Given exercise:
Transcribe word for word the lines spanning the line with "of the pink" through the end of the records.

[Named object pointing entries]
● ● ● ● ● ● ●
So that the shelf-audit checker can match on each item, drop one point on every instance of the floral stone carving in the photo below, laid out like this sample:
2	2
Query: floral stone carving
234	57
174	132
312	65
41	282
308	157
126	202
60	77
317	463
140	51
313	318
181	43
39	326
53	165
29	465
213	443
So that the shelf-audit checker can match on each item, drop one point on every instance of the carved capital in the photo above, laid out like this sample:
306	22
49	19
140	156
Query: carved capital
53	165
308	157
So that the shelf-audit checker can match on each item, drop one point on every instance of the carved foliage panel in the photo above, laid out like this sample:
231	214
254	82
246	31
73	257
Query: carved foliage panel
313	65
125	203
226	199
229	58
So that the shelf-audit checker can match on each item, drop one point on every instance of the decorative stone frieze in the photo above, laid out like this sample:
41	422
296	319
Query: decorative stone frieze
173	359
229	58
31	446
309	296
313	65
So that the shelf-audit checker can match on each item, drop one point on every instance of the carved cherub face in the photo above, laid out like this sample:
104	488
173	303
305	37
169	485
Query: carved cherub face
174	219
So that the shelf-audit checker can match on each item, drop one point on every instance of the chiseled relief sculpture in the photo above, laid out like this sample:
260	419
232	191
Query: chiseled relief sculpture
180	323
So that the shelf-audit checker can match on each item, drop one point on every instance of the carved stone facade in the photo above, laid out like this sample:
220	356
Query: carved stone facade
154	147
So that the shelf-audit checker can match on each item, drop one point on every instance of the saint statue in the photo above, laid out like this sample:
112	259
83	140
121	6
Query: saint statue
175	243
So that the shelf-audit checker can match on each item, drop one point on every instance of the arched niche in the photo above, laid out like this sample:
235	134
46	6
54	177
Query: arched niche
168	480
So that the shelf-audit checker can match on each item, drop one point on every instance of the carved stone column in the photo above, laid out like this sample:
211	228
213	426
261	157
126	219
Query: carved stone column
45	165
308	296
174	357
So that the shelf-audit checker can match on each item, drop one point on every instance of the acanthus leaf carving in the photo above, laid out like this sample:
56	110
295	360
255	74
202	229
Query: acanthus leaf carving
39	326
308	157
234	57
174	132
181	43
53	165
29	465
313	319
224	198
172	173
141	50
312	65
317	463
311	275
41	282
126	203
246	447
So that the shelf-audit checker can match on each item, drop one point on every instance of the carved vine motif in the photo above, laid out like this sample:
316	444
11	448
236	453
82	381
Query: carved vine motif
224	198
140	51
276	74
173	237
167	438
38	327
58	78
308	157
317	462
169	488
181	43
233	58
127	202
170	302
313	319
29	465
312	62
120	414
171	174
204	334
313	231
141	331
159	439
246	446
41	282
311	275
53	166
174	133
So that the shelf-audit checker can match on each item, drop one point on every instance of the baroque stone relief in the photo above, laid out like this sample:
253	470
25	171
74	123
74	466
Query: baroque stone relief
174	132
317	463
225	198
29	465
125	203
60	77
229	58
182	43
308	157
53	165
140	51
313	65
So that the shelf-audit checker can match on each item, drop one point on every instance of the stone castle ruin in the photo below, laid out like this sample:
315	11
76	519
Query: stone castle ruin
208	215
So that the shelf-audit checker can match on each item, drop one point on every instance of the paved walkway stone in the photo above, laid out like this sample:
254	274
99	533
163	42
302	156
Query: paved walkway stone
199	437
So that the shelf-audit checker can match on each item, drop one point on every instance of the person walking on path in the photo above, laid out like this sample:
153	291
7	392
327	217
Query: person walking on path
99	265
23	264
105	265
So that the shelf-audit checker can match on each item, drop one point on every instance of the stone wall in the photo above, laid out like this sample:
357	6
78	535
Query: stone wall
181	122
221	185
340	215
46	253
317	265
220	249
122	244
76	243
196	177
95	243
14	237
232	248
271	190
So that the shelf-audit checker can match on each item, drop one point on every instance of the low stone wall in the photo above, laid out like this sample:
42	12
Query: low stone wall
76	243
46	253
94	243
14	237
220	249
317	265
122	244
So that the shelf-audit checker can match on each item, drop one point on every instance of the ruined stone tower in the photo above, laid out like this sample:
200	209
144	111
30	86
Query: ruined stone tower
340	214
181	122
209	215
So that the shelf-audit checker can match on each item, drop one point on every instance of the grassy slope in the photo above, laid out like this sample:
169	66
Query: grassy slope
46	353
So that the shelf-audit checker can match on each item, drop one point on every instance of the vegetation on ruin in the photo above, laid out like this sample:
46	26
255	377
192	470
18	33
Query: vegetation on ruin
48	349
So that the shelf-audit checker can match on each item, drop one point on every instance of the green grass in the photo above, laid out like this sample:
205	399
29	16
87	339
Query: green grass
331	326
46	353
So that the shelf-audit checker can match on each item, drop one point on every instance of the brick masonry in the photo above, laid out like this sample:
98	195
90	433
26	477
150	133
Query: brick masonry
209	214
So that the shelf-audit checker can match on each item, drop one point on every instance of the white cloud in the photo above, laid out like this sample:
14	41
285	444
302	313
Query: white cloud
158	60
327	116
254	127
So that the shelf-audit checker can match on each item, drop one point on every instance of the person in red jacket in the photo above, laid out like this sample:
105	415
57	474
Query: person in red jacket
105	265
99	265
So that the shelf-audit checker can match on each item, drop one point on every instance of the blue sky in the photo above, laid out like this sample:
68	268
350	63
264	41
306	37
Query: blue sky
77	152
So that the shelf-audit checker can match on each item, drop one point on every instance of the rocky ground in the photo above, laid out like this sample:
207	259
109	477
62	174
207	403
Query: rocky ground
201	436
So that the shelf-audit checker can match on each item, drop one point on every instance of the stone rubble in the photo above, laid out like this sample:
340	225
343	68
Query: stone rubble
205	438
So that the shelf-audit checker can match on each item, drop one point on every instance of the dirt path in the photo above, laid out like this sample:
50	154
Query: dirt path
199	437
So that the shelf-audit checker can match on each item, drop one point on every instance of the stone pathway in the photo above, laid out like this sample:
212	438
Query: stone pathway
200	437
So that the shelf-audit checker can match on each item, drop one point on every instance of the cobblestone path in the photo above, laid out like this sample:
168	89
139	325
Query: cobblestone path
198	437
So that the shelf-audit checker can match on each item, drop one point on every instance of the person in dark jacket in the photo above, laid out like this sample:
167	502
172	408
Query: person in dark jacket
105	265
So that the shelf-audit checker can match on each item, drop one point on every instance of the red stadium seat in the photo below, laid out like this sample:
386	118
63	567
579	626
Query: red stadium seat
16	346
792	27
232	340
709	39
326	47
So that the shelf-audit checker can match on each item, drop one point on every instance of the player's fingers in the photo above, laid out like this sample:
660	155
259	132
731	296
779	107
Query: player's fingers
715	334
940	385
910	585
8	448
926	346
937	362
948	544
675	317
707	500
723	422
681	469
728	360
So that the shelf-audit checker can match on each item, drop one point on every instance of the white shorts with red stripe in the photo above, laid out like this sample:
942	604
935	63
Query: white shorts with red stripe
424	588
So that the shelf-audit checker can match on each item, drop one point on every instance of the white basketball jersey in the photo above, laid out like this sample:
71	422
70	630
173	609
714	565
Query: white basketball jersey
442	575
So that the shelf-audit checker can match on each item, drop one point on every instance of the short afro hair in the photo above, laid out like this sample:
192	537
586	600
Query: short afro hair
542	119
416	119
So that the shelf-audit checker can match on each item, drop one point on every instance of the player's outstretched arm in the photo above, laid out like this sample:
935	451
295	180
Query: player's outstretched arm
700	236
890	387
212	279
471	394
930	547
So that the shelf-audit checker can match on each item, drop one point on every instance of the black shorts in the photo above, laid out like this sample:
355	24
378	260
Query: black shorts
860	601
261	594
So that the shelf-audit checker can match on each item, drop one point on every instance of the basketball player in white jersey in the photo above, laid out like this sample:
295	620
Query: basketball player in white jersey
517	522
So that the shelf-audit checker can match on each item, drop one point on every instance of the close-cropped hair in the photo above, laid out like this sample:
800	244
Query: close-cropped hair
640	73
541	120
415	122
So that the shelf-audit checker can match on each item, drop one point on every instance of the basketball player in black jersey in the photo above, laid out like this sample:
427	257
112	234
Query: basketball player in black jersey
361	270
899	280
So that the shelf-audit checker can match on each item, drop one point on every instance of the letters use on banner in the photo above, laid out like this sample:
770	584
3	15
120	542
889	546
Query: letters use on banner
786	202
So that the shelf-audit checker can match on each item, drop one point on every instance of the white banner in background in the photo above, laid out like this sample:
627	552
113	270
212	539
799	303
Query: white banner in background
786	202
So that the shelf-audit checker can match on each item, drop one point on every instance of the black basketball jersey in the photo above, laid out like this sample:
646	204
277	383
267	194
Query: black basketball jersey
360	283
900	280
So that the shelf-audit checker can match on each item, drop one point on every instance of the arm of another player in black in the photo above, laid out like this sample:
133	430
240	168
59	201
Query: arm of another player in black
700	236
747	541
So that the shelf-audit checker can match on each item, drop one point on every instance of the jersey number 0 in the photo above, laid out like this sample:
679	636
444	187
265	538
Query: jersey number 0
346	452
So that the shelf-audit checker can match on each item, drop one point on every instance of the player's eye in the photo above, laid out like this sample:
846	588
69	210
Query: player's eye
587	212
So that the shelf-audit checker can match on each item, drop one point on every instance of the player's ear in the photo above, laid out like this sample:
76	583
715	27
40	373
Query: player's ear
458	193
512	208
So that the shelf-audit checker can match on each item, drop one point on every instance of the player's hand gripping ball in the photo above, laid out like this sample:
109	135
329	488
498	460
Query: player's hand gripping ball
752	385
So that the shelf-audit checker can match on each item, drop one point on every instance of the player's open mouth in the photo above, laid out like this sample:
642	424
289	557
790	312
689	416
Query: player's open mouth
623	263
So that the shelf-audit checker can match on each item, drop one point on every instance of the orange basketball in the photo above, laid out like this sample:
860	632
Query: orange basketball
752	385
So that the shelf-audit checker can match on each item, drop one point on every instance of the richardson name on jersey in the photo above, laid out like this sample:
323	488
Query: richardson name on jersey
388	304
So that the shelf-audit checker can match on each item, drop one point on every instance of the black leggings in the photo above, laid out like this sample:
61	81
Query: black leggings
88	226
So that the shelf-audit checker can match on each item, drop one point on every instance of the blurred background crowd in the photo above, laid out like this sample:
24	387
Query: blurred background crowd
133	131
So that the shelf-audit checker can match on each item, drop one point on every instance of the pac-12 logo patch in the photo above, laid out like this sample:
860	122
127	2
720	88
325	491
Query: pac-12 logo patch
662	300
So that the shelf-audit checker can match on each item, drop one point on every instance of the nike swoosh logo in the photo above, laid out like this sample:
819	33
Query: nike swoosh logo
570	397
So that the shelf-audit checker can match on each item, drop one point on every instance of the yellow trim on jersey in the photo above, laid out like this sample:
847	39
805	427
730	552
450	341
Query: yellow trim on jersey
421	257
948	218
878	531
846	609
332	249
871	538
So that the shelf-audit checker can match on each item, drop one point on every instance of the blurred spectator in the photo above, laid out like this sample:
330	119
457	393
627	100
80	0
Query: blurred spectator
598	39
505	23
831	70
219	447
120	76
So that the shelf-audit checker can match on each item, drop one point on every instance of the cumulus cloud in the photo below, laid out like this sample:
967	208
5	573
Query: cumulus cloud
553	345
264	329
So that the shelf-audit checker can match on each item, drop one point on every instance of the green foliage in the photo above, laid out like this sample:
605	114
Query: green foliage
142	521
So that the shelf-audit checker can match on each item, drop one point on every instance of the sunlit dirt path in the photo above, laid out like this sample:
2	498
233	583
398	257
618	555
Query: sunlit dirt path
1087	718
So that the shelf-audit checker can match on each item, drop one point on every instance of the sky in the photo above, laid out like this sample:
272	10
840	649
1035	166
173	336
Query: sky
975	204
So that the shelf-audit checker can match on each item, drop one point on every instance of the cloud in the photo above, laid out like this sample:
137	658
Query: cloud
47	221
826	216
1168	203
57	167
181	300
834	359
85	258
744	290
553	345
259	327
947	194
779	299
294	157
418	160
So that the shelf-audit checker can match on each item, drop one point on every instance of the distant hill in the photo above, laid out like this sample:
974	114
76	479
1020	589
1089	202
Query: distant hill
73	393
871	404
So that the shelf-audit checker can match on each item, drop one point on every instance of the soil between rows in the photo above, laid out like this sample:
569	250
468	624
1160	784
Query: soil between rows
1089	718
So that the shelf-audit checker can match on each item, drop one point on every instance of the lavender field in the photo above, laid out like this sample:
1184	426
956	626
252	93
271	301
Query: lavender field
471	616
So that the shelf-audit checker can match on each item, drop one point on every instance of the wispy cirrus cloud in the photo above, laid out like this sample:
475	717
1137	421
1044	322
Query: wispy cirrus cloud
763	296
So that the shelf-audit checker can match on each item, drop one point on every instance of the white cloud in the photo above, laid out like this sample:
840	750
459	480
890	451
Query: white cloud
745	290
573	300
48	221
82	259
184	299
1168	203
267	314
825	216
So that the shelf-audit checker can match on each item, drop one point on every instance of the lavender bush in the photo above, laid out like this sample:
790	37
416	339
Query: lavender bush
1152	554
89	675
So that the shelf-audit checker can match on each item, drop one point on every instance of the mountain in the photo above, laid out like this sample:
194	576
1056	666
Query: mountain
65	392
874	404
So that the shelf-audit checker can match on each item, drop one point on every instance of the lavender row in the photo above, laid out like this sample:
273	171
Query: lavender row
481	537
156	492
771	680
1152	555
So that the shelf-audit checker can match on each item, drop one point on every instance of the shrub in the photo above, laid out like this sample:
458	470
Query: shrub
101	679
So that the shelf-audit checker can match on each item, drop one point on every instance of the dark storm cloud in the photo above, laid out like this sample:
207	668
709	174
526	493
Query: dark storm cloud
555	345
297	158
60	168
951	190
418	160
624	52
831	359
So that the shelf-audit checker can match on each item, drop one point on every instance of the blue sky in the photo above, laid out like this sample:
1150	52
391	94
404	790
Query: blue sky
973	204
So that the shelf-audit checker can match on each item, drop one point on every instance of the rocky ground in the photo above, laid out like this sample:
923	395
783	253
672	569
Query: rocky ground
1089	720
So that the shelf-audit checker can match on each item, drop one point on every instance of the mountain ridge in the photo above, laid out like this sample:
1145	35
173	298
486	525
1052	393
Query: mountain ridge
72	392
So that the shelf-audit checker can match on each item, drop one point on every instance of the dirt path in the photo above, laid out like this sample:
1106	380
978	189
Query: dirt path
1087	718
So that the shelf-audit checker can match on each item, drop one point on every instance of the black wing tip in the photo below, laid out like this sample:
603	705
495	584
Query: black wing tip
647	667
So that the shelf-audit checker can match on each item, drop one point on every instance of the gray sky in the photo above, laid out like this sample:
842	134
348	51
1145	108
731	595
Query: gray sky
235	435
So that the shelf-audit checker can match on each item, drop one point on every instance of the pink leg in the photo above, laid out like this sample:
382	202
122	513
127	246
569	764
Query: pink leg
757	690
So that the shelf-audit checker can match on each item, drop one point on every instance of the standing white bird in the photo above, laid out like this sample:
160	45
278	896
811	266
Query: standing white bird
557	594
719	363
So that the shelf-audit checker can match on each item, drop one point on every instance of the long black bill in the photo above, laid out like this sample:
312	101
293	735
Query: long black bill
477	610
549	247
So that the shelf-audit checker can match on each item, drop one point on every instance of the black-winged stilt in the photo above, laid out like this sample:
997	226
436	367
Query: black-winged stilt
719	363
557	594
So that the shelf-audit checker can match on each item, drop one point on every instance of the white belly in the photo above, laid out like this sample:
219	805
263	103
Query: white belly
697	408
● ● ● ● ● ● ●
Response to this task:
So that the shelf-audit checker can match on each item, drop one point on every instance of the pink leg in the photo above, laid out like this sample:
382	202
122	513
127	246
569	764
Query: pink leg
757	690
So that the shelf-audit checker can match on each item, drop one point on every instance of the standing white bird in the photo above, laid out like this sample:
160	45
278	896
811	266
Query: standing white bird
557	594
719	363
So that the shelf-audit checker can match on each item, drop one point on every instance of the long black bill in the photo above, laid out like this sample:
312	101
293	735
Query: long black bill
477	610
549	247
So that the shelf-audit checker can match on each item, drop one point on every instance of the black-winged stilt in the photo above, laid out like this sample:
997	226
436	367
Query: black-winged stilt
719	363
557	594
So that the shelf-audit checker can match on each item, drop one point on every instance of the white belly in the photo above, laid out like this sample:
219	805
263	103
Query: white belly
697	408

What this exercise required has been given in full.